_GIVEN REQUEST_:
Reproduce every one of the rows below verbatim, leaving the pictures out of your copy.

_ENTRIES PROVIDED_:
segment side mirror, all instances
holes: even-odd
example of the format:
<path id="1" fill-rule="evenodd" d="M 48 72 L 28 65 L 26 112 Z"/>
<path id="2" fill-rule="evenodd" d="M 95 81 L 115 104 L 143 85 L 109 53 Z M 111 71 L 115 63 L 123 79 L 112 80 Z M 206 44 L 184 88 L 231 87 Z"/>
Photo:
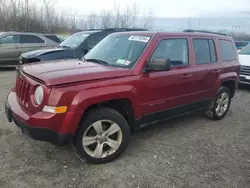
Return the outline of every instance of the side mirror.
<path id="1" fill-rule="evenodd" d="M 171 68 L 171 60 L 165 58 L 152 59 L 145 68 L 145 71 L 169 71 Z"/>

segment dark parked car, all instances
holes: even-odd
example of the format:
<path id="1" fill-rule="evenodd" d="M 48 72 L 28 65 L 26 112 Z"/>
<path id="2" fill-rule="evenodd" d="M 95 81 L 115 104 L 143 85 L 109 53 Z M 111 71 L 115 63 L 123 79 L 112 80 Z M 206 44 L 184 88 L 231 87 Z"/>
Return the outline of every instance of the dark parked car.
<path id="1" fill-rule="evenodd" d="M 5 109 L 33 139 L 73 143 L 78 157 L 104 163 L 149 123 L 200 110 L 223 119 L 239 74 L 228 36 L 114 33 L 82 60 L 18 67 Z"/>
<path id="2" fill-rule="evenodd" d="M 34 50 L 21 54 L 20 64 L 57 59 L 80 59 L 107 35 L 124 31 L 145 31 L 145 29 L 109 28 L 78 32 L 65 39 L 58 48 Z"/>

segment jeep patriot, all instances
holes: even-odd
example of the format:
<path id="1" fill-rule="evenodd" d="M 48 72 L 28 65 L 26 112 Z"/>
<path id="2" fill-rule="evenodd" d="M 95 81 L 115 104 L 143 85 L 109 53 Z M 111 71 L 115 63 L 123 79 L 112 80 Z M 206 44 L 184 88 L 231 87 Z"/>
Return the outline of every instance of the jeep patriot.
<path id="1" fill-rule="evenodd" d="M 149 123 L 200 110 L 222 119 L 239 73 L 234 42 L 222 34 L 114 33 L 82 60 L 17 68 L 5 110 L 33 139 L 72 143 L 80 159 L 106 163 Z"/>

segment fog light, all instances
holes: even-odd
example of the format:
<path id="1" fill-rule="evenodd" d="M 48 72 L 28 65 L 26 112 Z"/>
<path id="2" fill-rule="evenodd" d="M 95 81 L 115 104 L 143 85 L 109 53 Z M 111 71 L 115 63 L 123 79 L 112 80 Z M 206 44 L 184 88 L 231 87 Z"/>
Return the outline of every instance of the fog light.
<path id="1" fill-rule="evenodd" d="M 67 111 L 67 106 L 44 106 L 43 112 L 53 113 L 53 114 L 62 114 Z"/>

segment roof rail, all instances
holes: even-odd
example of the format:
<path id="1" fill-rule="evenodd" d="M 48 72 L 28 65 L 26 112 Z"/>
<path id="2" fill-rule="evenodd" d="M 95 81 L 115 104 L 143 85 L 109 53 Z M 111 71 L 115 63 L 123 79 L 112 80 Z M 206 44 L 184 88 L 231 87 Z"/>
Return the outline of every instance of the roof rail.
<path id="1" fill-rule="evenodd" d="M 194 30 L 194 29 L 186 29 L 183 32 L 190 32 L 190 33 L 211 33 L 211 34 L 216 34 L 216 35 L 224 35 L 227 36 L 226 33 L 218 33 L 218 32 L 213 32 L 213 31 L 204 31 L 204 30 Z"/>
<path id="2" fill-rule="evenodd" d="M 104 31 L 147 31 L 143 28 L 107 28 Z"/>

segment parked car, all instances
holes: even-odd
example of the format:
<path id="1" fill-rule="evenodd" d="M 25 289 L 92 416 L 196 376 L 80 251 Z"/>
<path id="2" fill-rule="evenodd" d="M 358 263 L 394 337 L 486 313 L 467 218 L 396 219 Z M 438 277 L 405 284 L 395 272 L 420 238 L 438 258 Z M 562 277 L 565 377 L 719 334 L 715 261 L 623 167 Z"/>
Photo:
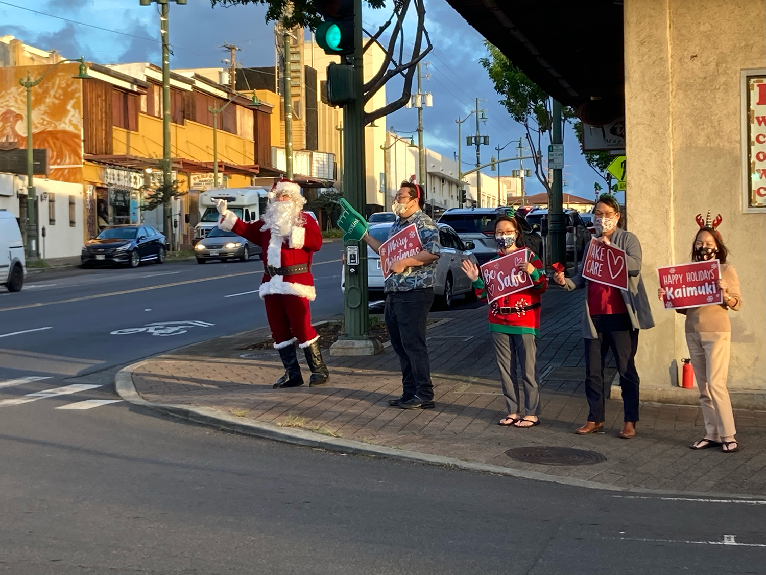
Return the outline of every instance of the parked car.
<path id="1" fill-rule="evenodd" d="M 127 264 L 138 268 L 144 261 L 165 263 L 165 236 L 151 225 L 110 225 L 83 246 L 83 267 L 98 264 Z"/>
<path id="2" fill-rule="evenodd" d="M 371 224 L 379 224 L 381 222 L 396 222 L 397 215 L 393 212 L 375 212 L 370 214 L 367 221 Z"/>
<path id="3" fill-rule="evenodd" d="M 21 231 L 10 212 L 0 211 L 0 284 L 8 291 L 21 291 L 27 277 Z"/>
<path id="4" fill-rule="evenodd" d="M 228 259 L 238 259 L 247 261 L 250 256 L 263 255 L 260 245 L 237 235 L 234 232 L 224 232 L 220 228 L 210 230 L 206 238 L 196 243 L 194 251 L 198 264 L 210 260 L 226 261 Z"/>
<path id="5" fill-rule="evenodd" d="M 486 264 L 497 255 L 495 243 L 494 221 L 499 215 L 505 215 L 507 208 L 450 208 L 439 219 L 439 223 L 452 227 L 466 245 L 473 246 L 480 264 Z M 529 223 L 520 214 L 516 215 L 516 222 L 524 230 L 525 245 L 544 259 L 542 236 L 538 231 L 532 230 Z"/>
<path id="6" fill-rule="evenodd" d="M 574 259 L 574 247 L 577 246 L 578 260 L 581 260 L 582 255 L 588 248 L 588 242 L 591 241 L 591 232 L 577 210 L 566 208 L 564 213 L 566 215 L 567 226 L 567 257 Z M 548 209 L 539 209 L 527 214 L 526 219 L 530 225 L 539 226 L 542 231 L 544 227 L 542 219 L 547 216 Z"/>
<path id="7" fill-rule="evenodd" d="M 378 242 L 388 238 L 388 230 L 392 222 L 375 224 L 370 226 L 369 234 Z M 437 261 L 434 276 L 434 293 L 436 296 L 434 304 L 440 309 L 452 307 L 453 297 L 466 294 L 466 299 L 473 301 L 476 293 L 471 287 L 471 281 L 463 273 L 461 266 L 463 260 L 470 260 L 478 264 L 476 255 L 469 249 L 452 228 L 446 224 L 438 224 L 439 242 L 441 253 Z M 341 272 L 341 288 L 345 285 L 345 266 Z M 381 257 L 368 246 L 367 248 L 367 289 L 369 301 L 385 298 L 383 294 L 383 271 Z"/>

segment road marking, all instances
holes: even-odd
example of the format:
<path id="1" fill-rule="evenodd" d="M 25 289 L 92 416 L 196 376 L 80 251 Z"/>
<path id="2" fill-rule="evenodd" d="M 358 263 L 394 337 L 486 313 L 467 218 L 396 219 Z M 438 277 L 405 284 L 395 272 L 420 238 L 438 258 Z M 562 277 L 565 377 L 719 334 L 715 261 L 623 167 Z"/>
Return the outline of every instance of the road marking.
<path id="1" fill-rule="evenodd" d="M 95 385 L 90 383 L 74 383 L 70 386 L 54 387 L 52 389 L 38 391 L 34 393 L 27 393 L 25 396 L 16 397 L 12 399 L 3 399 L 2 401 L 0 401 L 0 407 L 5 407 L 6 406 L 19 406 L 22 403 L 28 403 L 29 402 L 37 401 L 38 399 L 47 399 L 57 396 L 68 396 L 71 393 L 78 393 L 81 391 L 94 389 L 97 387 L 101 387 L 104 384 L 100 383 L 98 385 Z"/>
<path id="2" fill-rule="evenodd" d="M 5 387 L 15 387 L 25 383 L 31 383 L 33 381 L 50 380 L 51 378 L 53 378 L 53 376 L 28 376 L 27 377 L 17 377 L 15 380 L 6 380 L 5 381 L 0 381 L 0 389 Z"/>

_ANSWER FOR THE TASK_:
segment side mirror, all instances
holes: even-odd
example of the format:
<path id="1" fill-rule="evenodd" d="M 48 72 L 28 65 L 26 112 Z"/>
<path id="2" fill-rule="evenodd" d="M 95 81 L 115 104 L 143 85 L 109 53 Z M 111 71 L 115 63 L 123 79 L 112 80 Z M 206 44 L 184 88 L 231 87 Z"/>
Photo:
Return the outline of every instance of the side mirror.
<path id="1" fill-rule="evenodd" d="M 171 68 L 171 60 L 165 58 L 152 59 L 145 68 L 145 71 L 169 71 Z"/>

segment dark parked car, all instances
holes: even-odd
example of the format:
<path id="1" fill-rule="evenodd" d="M 48 72 L 28 65 L 26 112 Z"/>
<path id="2" fill-rule="evenodd" d="M 95 81 L 115 104 L 143 85 L 109 53 Z M 111 71 L 115 63 L 123 79 L 112 80 Z M 206 44 L 184 88 L 231 87 Z"/>
Return the outline of every instance of the dark parked car.
<path id="1" fill-rule="evenodd" d="M 5 109 L 33 139 L 73 143 L 78 157 L 104 163 L 149 123 L 200 110 L 223 119 L 239 74 L 228 36 L 114 33 L 82 60 L 18 67 Z"/>
<path id="2" fill-rule="evenodd" d="M 34 50 L 21 54 L 20 64 L 57 59 L 80 59 L 107 35 L 124 31 L 145 31 L 145 29 L 109 28 L 78 32 L 65 39 L 58 48 Z"/>

segment jeep patriot, all instances
holes: even-odd
example of the format:
<path id="1" fill-rule="evenodd" d="M 48 72 L 28 65 L 26 112 Z"/>
<path id="2" fill-rule="evenodd" d="M 95 81 L 115 104 L 143 85 L 109 53 Z M 111 71 L 115 63 L 123 79 L 112 80 Z M 206 44 L 184 88 L 231 87 Z"/>
Return the outline of every instance of the jeep patriot.
<path id="1" fill-rule="evenodd" d="M 149 123 L 200 110 L 222 119 L 239 73 L 234 42 L 222 34 L 114 33 L 82 60 L 17 68 L 5 110 L 33 139 L 72 143 L 80 159 L 106 163 Z"/>

segment fog light, all instances
holes: even-odd
example of the format:
<path id="1" fill-rule="evenodd" d="M 48 72 L 28 65 L 26 112 Z"/>
<path id="2" fill-rule="evenodd" d="M 95 81 L 115 104 L 143 85 L 109 53 Z M 111 71 L 115 63 L 123 79 L 112 80 Z M 206 44 L 184 88 L 231 87 Z"/>
Return the outline of every instance of the fog light.
<path id="1" fill-rule="evenodd" d="M 67 111 L 67 106 L 44 106 L 43 112 L 53 113 L 53 114 L 62 114 Z"/>

segment roof rail, all instances
holes: even-odd
example of the format:
<path id="1" fill-rule="evenodd" d="M 48 72 L 28 65 L 26 112 Z"/>
<path id="2" fill-rule="evenodd" d="M 95 81 L 115 104 L 143 85 L 109 53 Z M 111 71 L 115 63 L 123 79 L 112 80 Z M 206 44 L 184 88 L 231 87 Z"/>
Return the outline of every instance of the roof rail.
<path id="1" fill-rule="evenodd" d="M 194 30 L 194 29 L 186 29 L 183 32 L 190 32 L 190 33 L 211 33 L 211 34 L 216 34 L 216 35 L 224 35 L 227 36 L 226 33 L 218 33 L 218 32 L 213 32 L 213 31 L 204 31 L 204 30 Z"/>
<path id="2" fill-rule="evenodd" d="M 104 31 L 147 31 L 143 28 L 107 28 Z"/>

segment parked car, all instances
holes: even-odd
example of the format:
<path id="1" fill-rule="evenodd" d="M 25 289 L 92 416 L 196 376 L 80 251 Z"/>
<path id="2" fill-rule="evenodd" d="M 358 263 L 394 337 L 486 313 L 467 218 L 396 219 Z M 438 277 L 405 284 L 395 272 L 420 238 L 438 258 Z M 562 277 L 565 377 L 719 334 L 715 261 L 623 167 Z"/>
Photo:
Return the outline of every instance of the parked car.
<path id="1" fill-rule="evenodd" d="M 127 264 L 138 268 L 144 261 L 165 263 L 165 236 L 151 225 L 110 225 L 83 246 L 83 267 L 98 264 Z"/>
<path id="2" fill-rule="evenodd" d="M 371 224 L 379 224 L 381 222 L 396 222 L 397 215 L 393 212 L 375 212 L 370 214 L 367 221 Z"/>
<path id="3" fill-rule="evenodd" d="M 21 231 L 10 212 L 0 211 L 0 284 L 8 291 L 21 291 L 27 277 Z"/>
<path id="4" fill-rule="evenodd" d="M 228 259 L 238 259 L 247 261 L 250 256 L 263 255 L 260 245 L 237 235 L 234 232 L 224 232 L 220 228 L 210 230 L 206 238 L 196 243 L 194 251 L 198 264 L 210 260 L 226 261 Z"/>
<path id="5" fill-rule="evenodd" d="M 486 264 L 497 255 L 495 243 L 494 221 L 499 215 L 505 215 L 507 208 L 450 208 L 439 219 L 439 223 L 452 227 L 466 245 L 473 246 L 480 264 Z M 529 223 L 520 214 L 516 215 L 516 222 L 524 230 L 525 245 L 544 259 L 542 236 L 538 231 L 532 230 Z"/>
<path id="6" fill-rule="evenodd" d="M 574 259 L 574 247 L 577 246 L 578 260 L 581 260 L 582 255 L 588 248 L 588 242 L 591 241 L 591 232 L 577 210 L 566 208 L 564 213 L 566 215 L 567 226 L 567 257 Z M 548 209 L 539 209 L 527 214 L 526 219 L 530 225 L 539 226 L 542 231 L 544 227 L 542 219 L 547 216 Z"/>
<path id="7" fill-rule="evenodd" d="M 378 242 L 388 238 L 388 230 L 392 222 L 375 224 L 370 226 L 369 234 Z M 437 261 L 434 276 L 434 293 L 436 296 L 434 304 L 440 309 L 452 307 L 453 297 L 466 294 L 466 299 L 473 301 L 476 293 L 471 287 L 471 281 L 463 273 L 461 266 L 463 260 L 470 260 L 478 264 L 476 255 L 469 249 L 452 228 L 446 224 L 438 224 L 439 242 L 441 253 Z M 341 272 L 341 288 L 345 285 L 345 266 Z M 381 257 L 368 246 L 367 248 L 367 289 L 369 301 L 385 298 L 383 294 L 383 271 Z"/>

segment road marking, all instances
holes: even-odd
example of the format:
<path id="1" fill-rule="evenodd" d="M 25 289 L 92 416 L 196 376 L 80 251 Z"/>
<path id="2" fill-rule="evenodd" d="M 358 263 L 394 337 L 486 313 L 467 218 L 396 219 Z M 438 277 L 405 284 L 395 272 L 420 238 L 438 258 Z M 562 277 L 565 377 L 719 334 L 715 261 L 623 167 Z"/>
Return the outline of every instance of the road marking.
<path id="1" fill-rule="evenodd" d="M 95 385 L 90 383 L 74 383 L 70 386 L 54 387 L 52 389 L 38 391 L 34 393 L 27 393 L 25 396 L 16 397 L 12 399 L 3 399 L 2 401 L 0 401 L 0 407 L 5 407 L 6 406 L 19 406 L 22 403 L 28 403 L 29 402 L 37 401 L 38 399 L 47 399 L 57 396 L 68 396 L 71 393 L 78 393 L 81 391 L 94 389 L 97 387 L 101 387 L 104 384 L 100 383 L 98 385 Z"/>
<path id="2" fill-rule="evenodd" d="M 5 387 L 15 387 L 25 383 L 31 383 L 33 381 L 50 380 L 51 378 L 53 378 L 53 376 L 28 376 L 27 377 L 17 377 L 15 380 L 6 380 L 5 381 L 0 381 L 0 389 Z"/>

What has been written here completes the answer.